Conference seeks lessons from past attempts to export democracy to underdeveloped regions

ITHACA, N.Y. -- Are there lessons to be learned when exported U.S.-style democracy fails to take root in the world's less-developed regions?

The organizers of a conference at Cornell University on law and development think so. The conference, which takes place on Cornell's campus Sunday through Tuesday, April 18-20, will examine such rocky terrain as U.S. nation-building efforts in Iraq and elsewhere and will seek to learn from past failures and successes.

"The Practice of Law and Development: Socio-legal Approaches," will bring together international scholars and practitioners from the fields of law, economics, anthropology, history and science studies to define a new set of questions for the broad field of law and development. All talks and panels are free and open to the public. Sponsors are the Cornell Poverty, Inequality and Development Initiative, the Clarke Program in East Asian Law and Culture, and the Cornell Seminar on the Social Sciences.

........

§ **SET EXERCISE 1**: Please reproduce the records from the line containing "[detect] nori seaweed sheet" through the line containing "top-left (200, 0), bottom-right (243, 24)", replacing "wooden" with "bamboo" and leaving everything else unchanged.

[Records of labeled boxes]
........

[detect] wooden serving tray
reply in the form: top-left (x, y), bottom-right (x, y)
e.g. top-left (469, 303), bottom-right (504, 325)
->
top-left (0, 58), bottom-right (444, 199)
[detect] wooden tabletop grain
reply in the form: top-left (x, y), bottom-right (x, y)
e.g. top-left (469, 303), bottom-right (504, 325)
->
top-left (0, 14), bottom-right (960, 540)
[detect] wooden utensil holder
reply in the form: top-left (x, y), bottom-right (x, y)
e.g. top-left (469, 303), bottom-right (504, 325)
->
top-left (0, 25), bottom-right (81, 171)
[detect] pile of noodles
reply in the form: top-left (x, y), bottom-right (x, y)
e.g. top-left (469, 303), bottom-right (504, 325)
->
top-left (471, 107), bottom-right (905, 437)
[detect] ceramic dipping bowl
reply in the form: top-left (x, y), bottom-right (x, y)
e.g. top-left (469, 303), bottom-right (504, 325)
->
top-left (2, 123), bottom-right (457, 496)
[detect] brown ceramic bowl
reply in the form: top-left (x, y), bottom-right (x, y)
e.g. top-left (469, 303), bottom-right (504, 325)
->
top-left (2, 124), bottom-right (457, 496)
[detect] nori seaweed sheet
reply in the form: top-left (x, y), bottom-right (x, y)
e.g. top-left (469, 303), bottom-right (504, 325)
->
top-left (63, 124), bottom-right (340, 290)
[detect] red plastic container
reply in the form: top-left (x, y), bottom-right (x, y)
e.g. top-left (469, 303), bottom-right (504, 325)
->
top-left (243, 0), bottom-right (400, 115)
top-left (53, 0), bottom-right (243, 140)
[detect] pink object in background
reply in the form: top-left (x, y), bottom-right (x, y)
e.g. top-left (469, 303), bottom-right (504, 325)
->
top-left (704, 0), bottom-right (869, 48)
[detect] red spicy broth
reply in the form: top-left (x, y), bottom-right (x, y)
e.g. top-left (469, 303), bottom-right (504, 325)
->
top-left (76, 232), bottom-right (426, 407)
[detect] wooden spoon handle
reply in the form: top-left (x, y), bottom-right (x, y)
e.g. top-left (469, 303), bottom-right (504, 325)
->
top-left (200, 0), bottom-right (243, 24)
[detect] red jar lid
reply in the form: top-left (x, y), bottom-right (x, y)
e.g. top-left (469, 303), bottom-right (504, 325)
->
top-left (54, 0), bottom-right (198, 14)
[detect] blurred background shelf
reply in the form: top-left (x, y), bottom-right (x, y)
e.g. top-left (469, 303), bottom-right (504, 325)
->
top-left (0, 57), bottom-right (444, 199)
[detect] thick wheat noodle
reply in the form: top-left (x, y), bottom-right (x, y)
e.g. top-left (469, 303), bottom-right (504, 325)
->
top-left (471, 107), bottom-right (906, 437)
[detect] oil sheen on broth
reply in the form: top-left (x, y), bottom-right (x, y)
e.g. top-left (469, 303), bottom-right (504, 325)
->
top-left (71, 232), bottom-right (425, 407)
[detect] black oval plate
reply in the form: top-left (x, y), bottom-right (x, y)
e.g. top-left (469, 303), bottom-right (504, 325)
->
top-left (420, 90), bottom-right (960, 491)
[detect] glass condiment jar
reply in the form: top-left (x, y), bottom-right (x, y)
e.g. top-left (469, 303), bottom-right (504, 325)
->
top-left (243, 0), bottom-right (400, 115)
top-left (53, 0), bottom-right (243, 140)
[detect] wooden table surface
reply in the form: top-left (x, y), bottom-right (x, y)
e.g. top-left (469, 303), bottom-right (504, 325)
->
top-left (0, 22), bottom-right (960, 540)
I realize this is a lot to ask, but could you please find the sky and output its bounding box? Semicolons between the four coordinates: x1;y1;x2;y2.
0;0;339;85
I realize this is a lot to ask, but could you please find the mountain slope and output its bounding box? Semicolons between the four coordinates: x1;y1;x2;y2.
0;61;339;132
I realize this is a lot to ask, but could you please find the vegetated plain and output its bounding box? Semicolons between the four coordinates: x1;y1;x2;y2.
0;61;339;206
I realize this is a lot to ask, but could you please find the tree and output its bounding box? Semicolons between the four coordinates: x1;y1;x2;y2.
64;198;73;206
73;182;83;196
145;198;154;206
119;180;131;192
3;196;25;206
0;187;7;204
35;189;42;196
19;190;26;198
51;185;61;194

........

§ **SET EXERCISE 2**: Translate this sentence from the conference announcement into Spanish: "All talks and panels are free and open to the public."

§ **TASK RESULT 1**:
[detect] nori seaweed sheet
reply in the form: top-left (x, y), bottom-right (x, y)
e.g. top-left (469, 303), bottom-right (504, 325)
->
top-left (63, 124), bottom-right (340, 290)
[detect] red plastic container
reply in the form: top-left (x, y), bottom-right (x, y)
e.g. top-left (469, 303), bottom-right (504, 325)
->
top-left (243, 0), bottom-right (400, 115)
top-left (53, 0), bottom-right (243, 140)
[detect] pink object in background
reply in the form: top-left (x, y), bottom-right (x, y)
e.g. top-left (469, 303), bottom-right (504, 325)
->
top-left (704, 0), bottom-right (869, 48)
[detect] red spicy broth
reply in the form: top-left (x, y), bottom-right (x, y)
e.g. top-left (469, 303), bottom-right (504, 325)
->
top-left (76, 232), bottom-right (426, 407)
[detect] bamboo spoon handle
reply in the form: top-left (x, y), bottom-right (x, y)
e.g. top-left (469, 303), bottom-right (504, 325)
->
top-left (200, 0), bottom-right (243, 24)

§ **TASK RESULT 2**: Todas las charlas y mesas redondas son gratuitas y abiertas al público.